WHAT THE TASK ASKS
Please lay out all the lines below as a two-column CSV with the headers input and output, one row per set of lines, with its text under input and its answer under output. Put each field in quotes and turn any line breaks inside a field into spaces.

** begin **

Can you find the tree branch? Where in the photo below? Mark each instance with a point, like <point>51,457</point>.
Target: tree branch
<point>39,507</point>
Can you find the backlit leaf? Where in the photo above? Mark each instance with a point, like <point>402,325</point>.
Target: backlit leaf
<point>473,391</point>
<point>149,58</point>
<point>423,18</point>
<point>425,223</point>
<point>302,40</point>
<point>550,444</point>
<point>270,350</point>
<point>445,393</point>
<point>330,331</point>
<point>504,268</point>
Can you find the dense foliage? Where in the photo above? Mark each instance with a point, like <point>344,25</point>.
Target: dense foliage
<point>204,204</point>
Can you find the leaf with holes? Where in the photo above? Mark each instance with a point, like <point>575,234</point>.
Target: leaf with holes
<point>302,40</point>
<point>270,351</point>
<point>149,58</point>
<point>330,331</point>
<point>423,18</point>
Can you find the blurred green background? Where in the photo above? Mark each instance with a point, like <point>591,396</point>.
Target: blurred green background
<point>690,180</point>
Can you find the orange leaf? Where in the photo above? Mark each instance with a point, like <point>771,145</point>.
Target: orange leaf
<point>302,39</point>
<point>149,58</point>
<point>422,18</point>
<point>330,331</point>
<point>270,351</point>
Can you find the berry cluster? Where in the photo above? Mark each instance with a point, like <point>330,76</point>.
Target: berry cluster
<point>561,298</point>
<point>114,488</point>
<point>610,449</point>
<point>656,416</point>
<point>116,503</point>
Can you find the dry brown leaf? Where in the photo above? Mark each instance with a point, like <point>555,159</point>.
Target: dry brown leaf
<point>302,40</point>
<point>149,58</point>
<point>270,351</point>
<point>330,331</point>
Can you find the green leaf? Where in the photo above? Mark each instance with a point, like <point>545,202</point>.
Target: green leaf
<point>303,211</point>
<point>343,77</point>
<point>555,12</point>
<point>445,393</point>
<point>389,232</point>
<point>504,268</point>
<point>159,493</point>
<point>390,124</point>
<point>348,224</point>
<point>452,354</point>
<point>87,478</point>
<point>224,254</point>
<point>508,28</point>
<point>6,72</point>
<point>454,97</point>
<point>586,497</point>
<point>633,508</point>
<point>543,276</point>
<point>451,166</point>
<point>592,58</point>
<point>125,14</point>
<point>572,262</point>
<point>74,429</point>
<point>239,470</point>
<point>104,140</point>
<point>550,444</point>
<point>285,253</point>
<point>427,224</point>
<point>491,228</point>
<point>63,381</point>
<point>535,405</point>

** end **

RESULT OF THE TASK
input,output
"Can you find the tree branch? Where in the photo below? Mark each instance with a point, like <point>51,457</point>. Target: tree branch","<point>39,507</point>"
"Can you find the backlit leaf? Where in the photo above? Mark each instance with a point, like <point>402,325</point>. Target: backlit leaf","<point>473,391</point> <point>149,58</point> <point>423,18</point> <point>425,223</point> <point>302,40</point> <point>550,444</point> <point>270,350</point> <point>445,393</point> <point>330,331</point> <point>504,268</point>"
"Can you find the dense foliage? Where in the photo above? Mark each instance with a point, like <point>344,25</point>. Target: dense foliage","<point>204,204</point>"
"Can you find the leaf with holes? Where in the photo above? Mark each instance with a point, like <point>575,234</point>. Target: leaf with holes","<point>302,40</point> <point>270,351</point> <point>149,58</point> <point>330,331</point> <point>423,18</point>"
"Can you find the blurred green background? Where in the photo above? Mark each instance with a point, like <point>591,396</point>. Target: blurred green background","<point>690,180</point>"
"Can you find the orange leaf? Where in the photo above? Mark each instance with a point, like <point>771,145</point>. Target: orange leaf","<point>302,39</point> <point>149,58</point> <point>422,18</point> <point>330,331</point> <point>270,351</point>"
"Can you find the berry cluster? Where in the photo above? Mark each instance with a point, like <point>330,76</point>. Target: berry cluster","<point>561,298</point> <point>114,488</point> <point>610,449</point> <point>656,416</point> <point>116,503</point>"
"Can you find the dry brown leaf? Where in the photo above? Mark each instance with a point, like <point>555,159</point>. Target: dry brown leaf","<point>302,40</point> <point>149,58</point> <point>270,351</point> <point>330,331</point>"
"Can you find the green leaf? Where in the photo above? Mark each instance with a point, like <point>545,202</point>. Target: green leaf","<point>303,211</point> <point>343,77</point> <point>555,12</point> <point>445,393</point> <point>389,232</point> <point>504,268</point> <point>159,493</point> <point>390,124</point> <point>348,224</point> <point>452,354</point> <point>87,478</point> <point>224,254</point> <point>508,28</point> <point>6,72</point> <point>454,97</point> <point>586,497</point> <point>633,508</point> <point>543,276</point> <point>451,166</point> <point>592,58</point> <point>125,14</point> <point>572,262</point> <point>74,429</point> <point>239,470</point> <point>104,140</point> <point>550,444</point> <point>285,253</point> <point>427,224</point> <point>491,228</point> <point>63,381</point> <point>535,405</point>"